**To be done:**
Set all the material down again unchanged, without the pictures.

= = = = =

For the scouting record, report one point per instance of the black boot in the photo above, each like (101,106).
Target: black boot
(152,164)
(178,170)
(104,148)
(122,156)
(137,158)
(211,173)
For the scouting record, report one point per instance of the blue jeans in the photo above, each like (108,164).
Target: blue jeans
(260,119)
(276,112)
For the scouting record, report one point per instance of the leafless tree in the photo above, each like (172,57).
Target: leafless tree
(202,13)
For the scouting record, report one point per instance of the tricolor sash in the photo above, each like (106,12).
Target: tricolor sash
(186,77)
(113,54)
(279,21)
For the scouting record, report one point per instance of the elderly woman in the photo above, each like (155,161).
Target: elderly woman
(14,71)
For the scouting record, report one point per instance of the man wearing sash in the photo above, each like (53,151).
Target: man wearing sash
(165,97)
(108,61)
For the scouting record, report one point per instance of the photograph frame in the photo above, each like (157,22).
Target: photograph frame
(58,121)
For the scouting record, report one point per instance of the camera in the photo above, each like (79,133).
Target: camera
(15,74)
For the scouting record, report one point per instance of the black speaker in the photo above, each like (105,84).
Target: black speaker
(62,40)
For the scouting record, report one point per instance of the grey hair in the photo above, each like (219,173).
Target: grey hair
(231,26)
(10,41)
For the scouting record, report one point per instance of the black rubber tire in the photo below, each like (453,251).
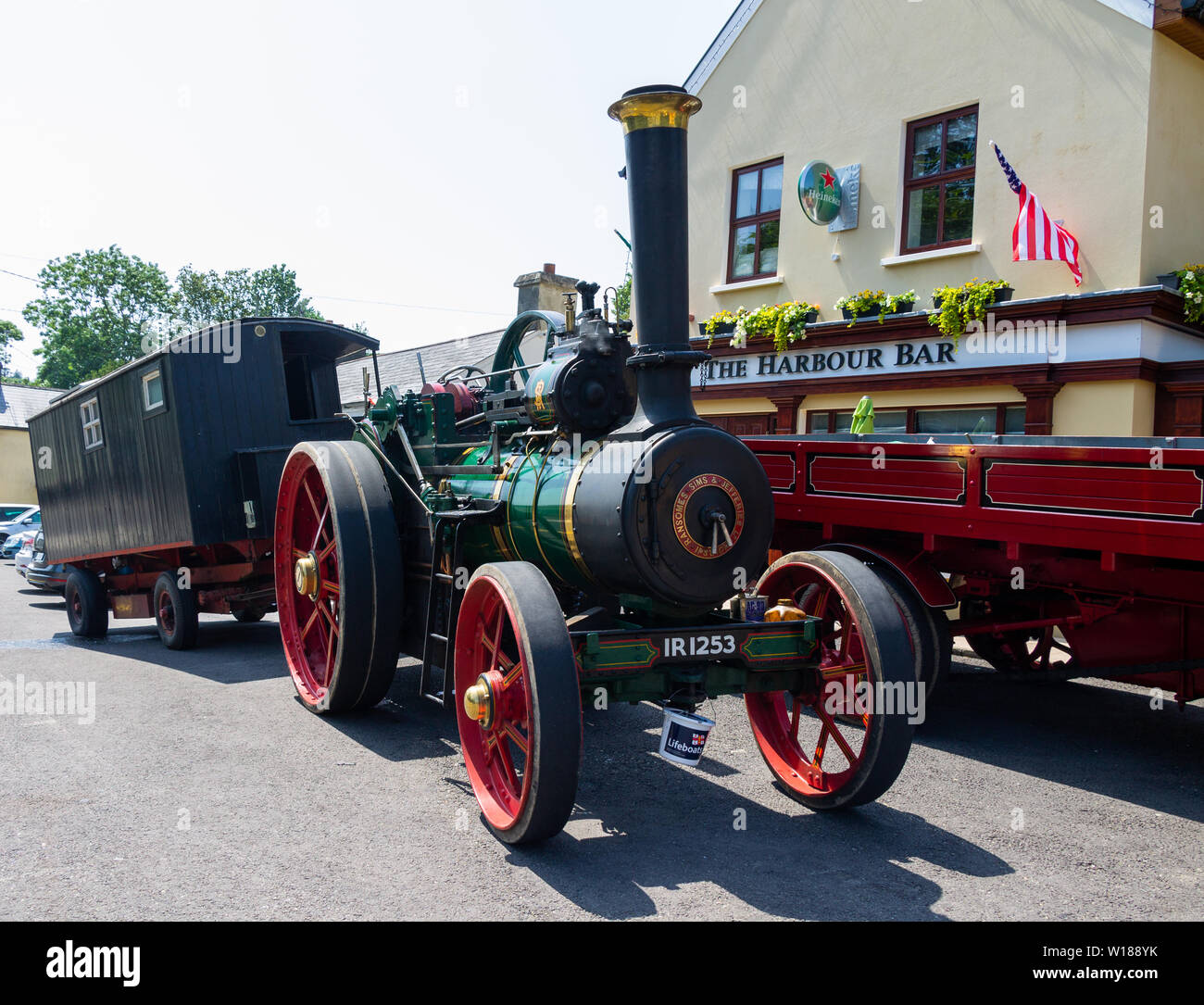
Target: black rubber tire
(184,626)
(887,644)
(370,575)
(87,604)
(555,730)
(934,649)
(928,627)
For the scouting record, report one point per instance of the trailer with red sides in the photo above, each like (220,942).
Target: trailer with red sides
(1063,556)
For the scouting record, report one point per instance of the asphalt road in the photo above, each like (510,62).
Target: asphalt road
(204,790)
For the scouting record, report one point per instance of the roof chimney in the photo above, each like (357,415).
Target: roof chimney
(543,290)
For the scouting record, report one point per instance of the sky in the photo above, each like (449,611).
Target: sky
(416,154)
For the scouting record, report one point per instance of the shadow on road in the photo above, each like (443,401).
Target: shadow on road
(1083,733)
(227,651)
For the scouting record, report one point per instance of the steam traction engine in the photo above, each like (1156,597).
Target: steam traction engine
(566,522)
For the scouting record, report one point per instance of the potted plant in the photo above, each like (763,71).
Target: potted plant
(1191,285)
(791,320)
(722,322)
(958,306)
(1002,290)
(898,304)
(784,322)
(868,304)
(874,304)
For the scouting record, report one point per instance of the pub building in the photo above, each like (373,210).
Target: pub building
(1096,106)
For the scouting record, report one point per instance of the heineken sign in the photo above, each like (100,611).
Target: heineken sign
(819,192)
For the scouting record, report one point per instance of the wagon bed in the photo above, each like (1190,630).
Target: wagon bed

= = = = =

**Solution to this exercise:**
For the scouting record, report one point per instance of the black boot in the photo above, each like (101,106).
Target: black boot
(152,164)
(178,170)
(104,148)
(122,156)
(137,158)
(211,173)
For the scouting record, report one point per instance of the blue jeans in the photo above, each like (108,164).
Target: blue jeans
(260,119)
(276,112)
For the scouting record, report one point per instance of the leafless tree in the photo above, each like (172,57).
Target: leafless tree
(202,13)
For the scouting record, report one point per instance of the tricolor sash in the photo above, each like (106,12).
Target: tricolor sash
(186,77)
(113,54)
(279,21)
For the scouting record, report one point per instance of the elderly woman in the photo above, each like (155,161).
Target: elderly woman
(14,71)
For the scouting record, report one point per instance of the man wearing sash in the photo above, each like (53,151).
Target: man wearing sash
(165,97)
(108,61)
For the scouting record, report one point per instance of the photograph frame in the photo above, each like (157,22).
Target: photograph frame
(58,121)
For the scouting record, report one point per instance of the camera in the photo above, each like (79,133).
Target: camera
(15,74)
For the scouting record, report one point per instance of the black speaker in the photo above, each like (105,84).
Target: black speaker
(62,40)
For the scouting record, report one point per instance of the grey hair in the photo above, each like (219,173).
Target: grey hair
(231,26)
(10,41)
For the scouting record, report one point per instance of the black rubber tire in the photo below, each like (453,251).
Target: black rubber tire
(184,626)
(887,644)
(370,575)
(87,604)
(555,730)
(934,649)
(928,627)
For the scouting record, report one point per instance of the trailer with red sides in the photo above, each like (220,942).
Target: trailer with red sides
(1063,556)
For the scouting record, report one point per instance of the asphalt road in the photo above, each like (510,62).
Target: asphalt road
(204,790)
For the scouting record, report one point per instance of the roof chimney in the photo above, each like (357,415).
Target: roof chimney
(543,290)
For the scouting record, report one point per instance of the sky in the photo above, each like (449,611).
Target: sky
(416,154)
For the scouting record, report one point per instance of the shadow on road in the photo above, each like (443,401).
Target: shadow on road
(1083,733)
(227,651)
For the scouting record, report one point per instance of the steam traction engine in the photo above, each like (1156,597).
Target: steam traction engine
(566,522)
For the scouting record, report one point per instance of the potted plant in the photo above, each like (763,71).
Target: potted plant
(1191,285)
(791,320)
(722,322)
(958,306)
(1002,290)
(898,304)
(784,322)
(868,304)
(874,304)
For the scouting record, report one point per instance of the pub building in the photo above, each like (373,210).
Target: pub building
(1096,106)
For the scouting record, report one point per instance of the heineken sign in the photo above, each like (100,611).
Target: heineken sign
(819,192)
For the scouting record, report one point per instance of the wagon bed in the photo above, each like (1190,630).
Target: wagon bed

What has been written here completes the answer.